TASK DESCRIPTION: List each line of the records that contains the string "road", matching case.

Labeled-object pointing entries
------------------------------------------------------------------------
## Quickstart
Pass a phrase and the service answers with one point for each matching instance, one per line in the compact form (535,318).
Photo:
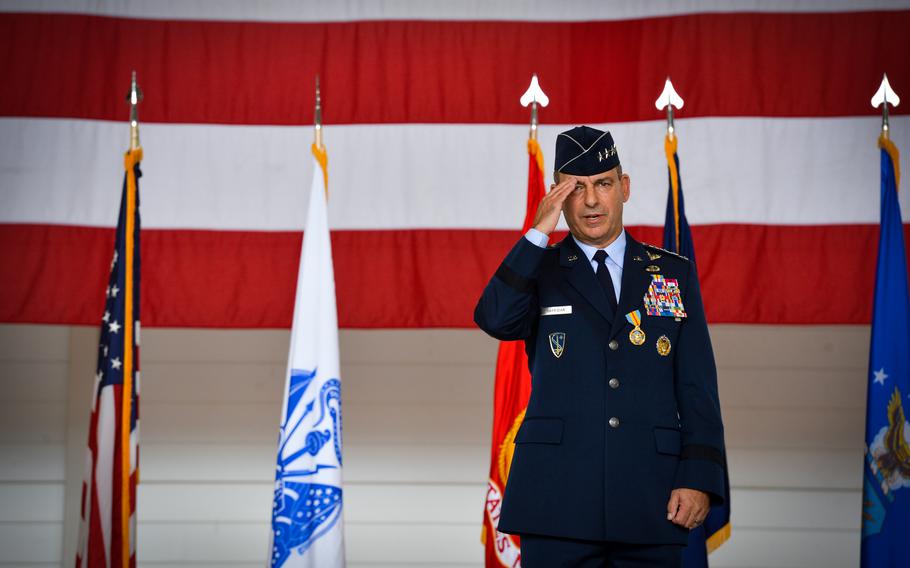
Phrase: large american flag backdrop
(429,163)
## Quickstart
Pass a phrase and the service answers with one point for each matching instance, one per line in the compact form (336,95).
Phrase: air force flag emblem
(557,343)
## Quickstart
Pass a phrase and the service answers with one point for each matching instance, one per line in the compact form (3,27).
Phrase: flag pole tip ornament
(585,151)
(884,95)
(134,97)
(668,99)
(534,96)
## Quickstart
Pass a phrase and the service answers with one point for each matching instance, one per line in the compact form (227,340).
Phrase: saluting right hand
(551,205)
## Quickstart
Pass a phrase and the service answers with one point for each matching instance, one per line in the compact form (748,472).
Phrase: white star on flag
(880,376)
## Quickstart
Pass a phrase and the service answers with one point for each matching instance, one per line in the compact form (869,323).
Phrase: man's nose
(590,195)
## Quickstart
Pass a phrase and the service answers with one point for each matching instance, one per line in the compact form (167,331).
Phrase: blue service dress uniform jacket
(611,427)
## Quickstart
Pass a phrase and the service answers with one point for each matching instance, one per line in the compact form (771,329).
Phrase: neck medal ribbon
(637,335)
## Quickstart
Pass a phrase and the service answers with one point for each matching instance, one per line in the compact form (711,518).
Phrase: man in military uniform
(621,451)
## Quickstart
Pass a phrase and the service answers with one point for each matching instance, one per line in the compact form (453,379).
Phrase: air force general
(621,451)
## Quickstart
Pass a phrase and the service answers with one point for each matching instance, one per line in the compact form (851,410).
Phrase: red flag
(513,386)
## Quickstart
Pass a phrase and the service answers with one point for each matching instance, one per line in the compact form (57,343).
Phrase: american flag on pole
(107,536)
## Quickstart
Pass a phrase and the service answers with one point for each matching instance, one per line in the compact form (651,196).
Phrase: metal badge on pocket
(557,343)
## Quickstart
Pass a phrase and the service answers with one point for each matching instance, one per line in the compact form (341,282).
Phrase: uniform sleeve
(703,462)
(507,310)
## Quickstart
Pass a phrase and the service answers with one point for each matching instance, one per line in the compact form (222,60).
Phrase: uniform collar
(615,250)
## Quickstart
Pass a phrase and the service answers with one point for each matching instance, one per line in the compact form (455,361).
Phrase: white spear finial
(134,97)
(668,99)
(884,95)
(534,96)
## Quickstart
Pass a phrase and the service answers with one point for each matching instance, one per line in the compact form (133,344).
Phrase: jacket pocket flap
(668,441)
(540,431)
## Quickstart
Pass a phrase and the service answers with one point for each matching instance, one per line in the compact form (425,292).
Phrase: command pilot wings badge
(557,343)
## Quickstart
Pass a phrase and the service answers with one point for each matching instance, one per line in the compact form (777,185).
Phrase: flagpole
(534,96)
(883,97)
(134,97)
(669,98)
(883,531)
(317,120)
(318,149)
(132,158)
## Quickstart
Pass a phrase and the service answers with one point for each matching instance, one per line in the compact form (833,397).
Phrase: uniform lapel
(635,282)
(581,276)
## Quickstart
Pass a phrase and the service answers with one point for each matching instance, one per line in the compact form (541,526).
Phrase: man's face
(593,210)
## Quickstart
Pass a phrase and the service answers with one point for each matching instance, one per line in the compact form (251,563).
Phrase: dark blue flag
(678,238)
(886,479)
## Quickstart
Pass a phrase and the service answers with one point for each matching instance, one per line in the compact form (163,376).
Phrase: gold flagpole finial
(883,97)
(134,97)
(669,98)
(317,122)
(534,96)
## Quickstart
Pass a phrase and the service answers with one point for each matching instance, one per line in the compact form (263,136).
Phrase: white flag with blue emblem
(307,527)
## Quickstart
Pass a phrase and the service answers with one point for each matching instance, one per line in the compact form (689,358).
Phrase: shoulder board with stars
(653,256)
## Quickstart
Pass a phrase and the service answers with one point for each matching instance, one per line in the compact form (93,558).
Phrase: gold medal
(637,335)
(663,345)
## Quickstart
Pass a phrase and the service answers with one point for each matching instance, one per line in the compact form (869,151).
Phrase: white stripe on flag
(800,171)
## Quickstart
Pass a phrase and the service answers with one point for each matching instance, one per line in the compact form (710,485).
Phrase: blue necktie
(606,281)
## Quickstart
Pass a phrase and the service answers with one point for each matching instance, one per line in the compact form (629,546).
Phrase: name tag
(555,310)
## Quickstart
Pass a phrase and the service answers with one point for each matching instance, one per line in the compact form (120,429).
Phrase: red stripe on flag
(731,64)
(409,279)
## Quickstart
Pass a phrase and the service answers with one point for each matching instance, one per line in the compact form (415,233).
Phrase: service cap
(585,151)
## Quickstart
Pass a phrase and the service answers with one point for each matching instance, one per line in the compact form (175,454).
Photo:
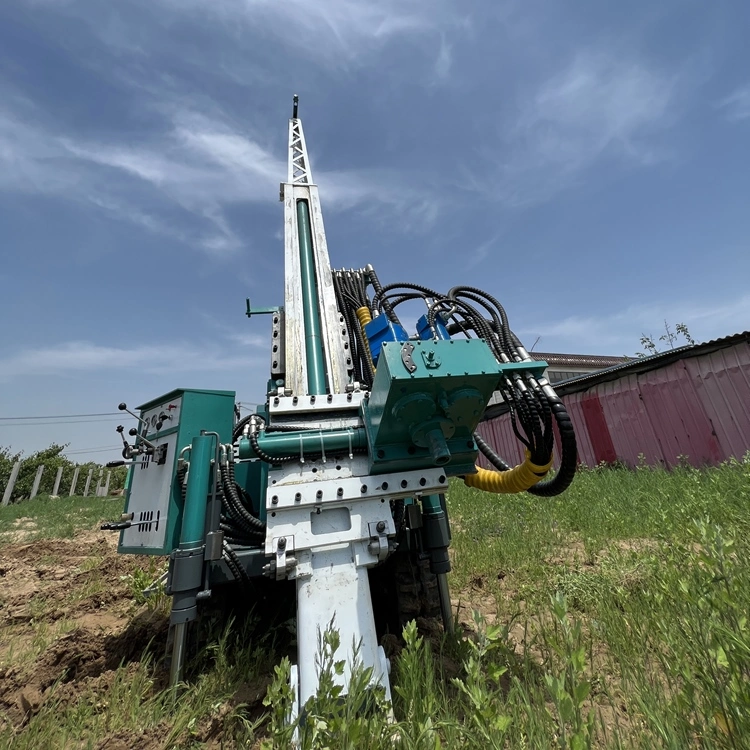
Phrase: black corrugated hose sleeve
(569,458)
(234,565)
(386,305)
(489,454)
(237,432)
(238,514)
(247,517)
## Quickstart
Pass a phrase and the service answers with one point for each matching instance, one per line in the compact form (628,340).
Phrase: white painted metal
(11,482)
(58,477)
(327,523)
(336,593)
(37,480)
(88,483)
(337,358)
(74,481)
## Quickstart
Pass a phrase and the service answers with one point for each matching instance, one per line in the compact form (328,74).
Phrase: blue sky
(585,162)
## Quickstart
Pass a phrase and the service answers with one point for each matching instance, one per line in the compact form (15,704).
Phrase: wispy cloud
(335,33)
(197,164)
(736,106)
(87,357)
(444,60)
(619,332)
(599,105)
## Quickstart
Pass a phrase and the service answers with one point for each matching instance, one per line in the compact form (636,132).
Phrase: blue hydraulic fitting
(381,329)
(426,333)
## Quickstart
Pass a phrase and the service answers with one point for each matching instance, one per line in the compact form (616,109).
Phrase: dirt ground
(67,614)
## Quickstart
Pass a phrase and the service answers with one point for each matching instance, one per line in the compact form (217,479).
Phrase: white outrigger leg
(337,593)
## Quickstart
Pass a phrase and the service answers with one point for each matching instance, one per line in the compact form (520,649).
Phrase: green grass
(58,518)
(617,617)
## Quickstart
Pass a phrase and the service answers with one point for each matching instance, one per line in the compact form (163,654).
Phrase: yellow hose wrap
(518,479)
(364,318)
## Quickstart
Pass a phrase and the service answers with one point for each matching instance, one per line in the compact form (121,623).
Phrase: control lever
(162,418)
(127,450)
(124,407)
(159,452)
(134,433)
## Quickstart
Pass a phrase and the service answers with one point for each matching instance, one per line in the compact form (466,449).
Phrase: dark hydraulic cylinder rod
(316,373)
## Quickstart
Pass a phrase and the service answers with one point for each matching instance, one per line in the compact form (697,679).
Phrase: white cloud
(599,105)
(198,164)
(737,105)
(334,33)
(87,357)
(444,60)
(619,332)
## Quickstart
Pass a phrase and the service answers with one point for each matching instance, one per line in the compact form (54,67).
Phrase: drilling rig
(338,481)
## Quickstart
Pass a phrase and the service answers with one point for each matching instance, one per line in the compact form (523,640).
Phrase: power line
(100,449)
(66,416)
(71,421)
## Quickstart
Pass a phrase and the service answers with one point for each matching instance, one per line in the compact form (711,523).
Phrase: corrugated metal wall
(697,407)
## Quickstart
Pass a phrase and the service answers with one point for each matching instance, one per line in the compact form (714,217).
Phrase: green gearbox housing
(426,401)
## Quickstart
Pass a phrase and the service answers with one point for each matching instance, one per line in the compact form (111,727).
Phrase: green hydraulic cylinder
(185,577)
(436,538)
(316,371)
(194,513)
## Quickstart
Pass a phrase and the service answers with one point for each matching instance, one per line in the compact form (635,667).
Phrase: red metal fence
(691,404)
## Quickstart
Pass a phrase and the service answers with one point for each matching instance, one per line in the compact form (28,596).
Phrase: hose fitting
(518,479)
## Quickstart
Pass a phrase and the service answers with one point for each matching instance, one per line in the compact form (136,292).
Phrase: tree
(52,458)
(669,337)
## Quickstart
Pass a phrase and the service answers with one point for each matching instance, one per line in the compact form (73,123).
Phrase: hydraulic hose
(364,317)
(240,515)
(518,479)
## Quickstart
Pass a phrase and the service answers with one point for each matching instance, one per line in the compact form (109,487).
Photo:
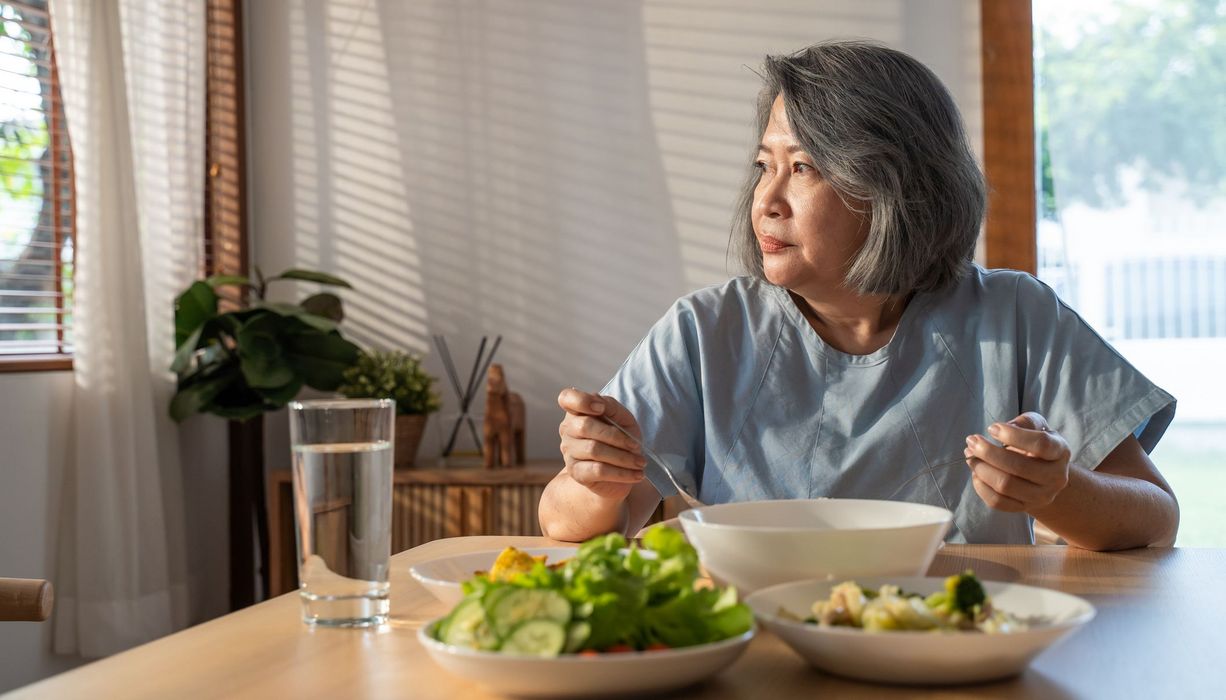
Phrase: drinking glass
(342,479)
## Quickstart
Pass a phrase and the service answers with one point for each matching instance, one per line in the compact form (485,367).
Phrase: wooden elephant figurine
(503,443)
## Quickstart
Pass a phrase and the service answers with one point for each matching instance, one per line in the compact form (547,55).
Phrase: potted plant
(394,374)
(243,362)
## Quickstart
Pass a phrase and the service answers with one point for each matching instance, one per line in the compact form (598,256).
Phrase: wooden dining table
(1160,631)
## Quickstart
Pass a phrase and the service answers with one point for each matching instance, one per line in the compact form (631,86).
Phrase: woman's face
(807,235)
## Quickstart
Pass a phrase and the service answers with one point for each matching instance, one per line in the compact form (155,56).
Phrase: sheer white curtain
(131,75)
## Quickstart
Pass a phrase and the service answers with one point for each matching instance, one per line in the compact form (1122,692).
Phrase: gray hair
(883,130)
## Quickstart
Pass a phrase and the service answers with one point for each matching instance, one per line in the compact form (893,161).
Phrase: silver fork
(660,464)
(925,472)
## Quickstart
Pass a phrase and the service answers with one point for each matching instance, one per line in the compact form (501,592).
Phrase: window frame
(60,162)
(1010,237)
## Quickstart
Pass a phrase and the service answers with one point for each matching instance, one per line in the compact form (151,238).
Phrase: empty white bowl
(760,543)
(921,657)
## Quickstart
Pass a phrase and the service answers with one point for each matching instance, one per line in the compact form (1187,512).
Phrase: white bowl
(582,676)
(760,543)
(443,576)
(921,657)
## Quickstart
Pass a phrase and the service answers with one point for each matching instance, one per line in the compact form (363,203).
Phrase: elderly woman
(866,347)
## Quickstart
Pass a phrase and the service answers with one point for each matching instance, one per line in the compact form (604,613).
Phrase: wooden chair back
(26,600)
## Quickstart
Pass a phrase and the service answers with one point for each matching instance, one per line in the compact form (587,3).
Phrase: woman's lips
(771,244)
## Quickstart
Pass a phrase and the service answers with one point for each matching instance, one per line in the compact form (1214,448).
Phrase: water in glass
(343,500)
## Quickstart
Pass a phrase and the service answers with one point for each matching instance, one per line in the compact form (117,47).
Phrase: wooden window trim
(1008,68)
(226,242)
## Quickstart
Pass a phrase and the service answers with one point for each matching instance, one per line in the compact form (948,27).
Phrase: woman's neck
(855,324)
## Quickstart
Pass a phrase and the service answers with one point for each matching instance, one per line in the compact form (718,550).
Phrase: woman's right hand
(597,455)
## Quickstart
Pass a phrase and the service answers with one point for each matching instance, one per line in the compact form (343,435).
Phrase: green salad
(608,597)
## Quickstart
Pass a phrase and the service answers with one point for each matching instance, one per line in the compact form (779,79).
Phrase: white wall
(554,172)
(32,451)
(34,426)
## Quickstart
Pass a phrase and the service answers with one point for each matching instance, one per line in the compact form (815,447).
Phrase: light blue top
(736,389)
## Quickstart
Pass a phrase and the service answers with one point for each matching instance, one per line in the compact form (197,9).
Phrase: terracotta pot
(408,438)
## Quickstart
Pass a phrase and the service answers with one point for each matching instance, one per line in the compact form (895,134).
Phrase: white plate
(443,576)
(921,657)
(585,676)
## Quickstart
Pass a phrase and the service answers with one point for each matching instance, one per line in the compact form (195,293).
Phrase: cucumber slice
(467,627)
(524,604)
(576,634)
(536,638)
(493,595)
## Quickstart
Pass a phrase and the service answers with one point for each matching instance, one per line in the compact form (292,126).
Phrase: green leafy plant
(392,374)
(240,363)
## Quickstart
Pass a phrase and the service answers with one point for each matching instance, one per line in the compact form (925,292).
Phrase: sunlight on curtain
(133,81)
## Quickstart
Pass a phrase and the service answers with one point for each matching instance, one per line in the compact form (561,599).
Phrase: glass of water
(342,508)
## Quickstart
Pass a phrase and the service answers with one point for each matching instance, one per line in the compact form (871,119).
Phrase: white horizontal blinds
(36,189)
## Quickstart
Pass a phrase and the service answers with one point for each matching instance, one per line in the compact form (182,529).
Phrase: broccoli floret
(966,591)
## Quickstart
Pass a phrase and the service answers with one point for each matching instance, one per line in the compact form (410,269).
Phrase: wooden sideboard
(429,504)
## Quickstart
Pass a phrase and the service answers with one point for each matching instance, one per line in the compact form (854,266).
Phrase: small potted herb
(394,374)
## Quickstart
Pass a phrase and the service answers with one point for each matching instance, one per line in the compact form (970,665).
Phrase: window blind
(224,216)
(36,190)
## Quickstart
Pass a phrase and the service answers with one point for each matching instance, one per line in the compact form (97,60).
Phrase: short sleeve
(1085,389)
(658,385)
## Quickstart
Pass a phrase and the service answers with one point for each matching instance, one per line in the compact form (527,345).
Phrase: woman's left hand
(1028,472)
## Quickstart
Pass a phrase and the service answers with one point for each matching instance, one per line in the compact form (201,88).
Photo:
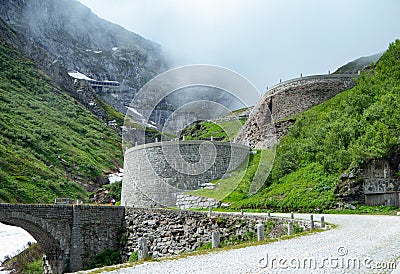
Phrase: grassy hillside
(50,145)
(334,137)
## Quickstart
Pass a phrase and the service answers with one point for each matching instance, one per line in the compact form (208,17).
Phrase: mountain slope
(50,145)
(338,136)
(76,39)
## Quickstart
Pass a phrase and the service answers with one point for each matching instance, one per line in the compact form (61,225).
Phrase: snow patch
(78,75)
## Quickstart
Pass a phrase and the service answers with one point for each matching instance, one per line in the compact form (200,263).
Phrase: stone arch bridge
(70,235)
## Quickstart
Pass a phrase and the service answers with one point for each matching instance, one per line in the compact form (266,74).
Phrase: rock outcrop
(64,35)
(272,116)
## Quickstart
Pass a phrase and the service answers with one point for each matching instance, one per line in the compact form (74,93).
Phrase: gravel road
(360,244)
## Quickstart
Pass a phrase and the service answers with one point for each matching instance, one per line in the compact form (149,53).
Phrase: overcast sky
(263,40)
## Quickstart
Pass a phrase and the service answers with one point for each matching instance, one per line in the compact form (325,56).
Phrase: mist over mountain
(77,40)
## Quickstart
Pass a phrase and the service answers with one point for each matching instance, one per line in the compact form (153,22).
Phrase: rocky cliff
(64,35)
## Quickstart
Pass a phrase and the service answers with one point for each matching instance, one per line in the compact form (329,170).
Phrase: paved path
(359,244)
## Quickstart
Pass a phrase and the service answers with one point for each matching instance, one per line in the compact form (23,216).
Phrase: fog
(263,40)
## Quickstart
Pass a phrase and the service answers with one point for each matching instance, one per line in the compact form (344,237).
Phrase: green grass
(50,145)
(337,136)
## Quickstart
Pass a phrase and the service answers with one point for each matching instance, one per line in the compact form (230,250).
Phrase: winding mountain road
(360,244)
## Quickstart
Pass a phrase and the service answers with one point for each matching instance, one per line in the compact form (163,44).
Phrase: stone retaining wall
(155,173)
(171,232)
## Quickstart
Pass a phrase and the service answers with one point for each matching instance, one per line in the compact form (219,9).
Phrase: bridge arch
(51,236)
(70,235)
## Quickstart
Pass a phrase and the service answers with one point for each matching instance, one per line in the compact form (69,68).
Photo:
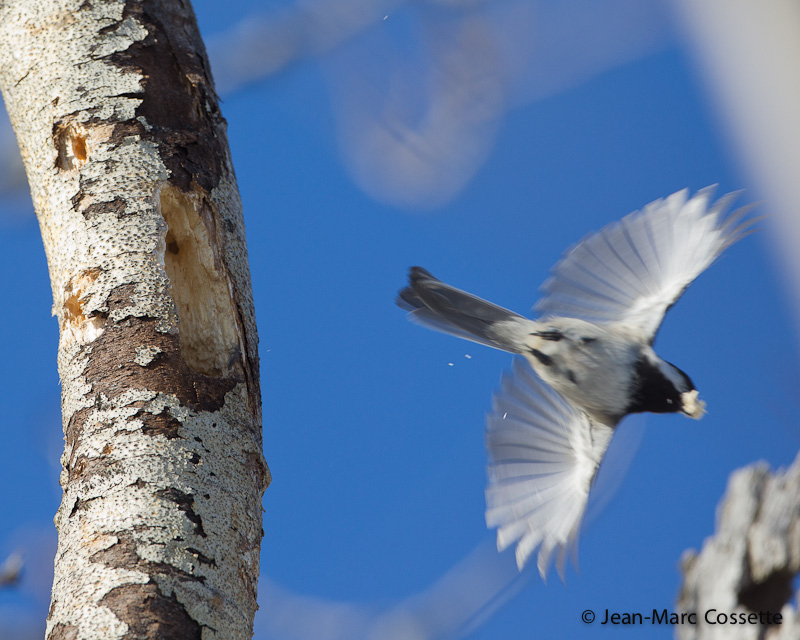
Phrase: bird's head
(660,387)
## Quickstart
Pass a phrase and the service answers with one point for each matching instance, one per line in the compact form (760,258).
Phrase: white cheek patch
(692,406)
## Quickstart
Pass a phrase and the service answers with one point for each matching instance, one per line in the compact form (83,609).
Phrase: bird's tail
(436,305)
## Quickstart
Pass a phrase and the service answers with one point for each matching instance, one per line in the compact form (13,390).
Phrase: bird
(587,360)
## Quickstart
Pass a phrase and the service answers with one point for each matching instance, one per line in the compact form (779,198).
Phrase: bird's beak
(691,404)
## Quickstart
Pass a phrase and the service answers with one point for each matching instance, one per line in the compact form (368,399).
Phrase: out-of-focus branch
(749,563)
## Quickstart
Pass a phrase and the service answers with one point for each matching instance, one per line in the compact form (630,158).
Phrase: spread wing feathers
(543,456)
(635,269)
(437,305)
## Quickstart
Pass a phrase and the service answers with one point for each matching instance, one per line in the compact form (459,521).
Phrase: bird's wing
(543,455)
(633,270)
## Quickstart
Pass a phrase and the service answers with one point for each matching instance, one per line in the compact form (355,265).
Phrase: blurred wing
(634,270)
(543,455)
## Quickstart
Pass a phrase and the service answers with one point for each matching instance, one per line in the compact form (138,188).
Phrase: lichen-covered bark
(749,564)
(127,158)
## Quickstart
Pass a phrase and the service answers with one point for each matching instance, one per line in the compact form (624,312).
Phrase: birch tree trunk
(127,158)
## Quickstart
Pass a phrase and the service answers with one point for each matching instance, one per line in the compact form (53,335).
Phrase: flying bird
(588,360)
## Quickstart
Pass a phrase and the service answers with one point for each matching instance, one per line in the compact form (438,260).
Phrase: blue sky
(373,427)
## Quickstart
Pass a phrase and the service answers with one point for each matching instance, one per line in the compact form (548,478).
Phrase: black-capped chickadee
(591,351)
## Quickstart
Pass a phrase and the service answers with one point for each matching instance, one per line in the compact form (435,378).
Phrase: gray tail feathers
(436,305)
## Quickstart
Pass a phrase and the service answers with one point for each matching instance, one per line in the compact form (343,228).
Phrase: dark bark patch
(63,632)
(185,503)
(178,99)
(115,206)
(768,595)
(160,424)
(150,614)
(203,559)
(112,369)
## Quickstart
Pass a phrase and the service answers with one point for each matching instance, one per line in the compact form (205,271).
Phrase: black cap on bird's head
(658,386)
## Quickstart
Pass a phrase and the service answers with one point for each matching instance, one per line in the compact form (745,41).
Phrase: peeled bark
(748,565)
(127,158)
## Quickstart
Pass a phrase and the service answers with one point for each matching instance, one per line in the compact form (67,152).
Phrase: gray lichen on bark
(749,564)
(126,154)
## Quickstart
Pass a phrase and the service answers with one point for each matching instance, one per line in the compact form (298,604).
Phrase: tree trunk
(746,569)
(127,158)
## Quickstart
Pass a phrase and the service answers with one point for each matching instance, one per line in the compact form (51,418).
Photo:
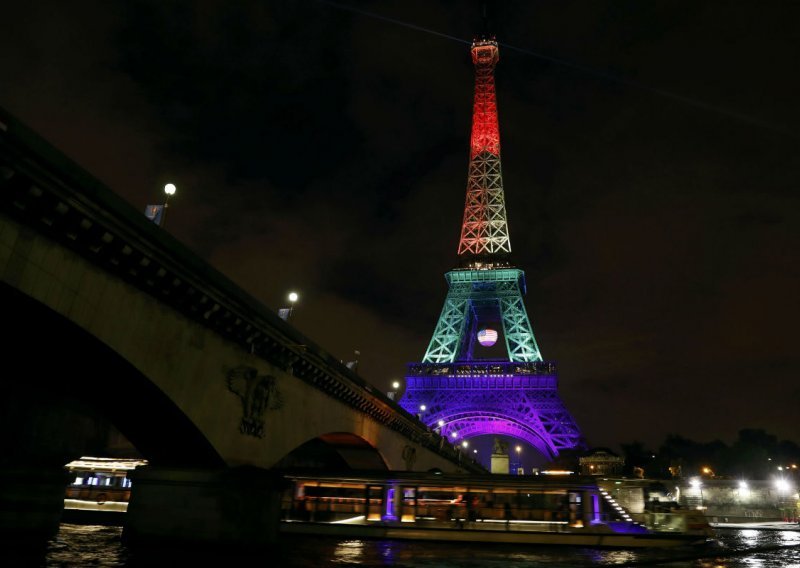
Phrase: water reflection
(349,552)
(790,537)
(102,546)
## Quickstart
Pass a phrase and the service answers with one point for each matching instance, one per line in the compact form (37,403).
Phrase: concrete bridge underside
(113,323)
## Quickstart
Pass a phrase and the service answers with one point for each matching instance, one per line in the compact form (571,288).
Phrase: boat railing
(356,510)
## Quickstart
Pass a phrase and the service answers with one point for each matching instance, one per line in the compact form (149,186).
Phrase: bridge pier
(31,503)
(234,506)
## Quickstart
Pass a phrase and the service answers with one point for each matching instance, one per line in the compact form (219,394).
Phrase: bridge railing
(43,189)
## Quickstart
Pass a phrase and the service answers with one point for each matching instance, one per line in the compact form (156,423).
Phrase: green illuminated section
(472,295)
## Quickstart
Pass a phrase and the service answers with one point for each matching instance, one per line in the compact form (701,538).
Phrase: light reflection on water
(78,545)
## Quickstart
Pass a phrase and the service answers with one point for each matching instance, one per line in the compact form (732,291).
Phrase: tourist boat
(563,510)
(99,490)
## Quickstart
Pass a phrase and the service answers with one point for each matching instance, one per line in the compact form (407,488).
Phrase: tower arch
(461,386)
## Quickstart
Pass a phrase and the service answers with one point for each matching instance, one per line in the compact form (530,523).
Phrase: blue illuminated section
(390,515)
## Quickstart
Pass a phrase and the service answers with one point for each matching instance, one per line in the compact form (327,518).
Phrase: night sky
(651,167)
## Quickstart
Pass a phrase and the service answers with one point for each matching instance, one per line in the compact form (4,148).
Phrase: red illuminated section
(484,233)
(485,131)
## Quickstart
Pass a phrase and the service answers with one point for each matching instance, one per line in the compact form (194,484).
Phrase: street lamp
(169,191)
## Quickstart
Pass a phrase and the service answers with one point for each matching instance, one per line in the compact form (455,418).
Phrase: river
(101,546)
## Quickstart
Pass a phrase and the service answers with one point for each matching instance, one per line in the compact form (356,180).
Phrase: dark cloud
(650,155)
------------------------------------------------------------------------
OUTPUT:
Phrase: gravel road
Phrase: winding mountain road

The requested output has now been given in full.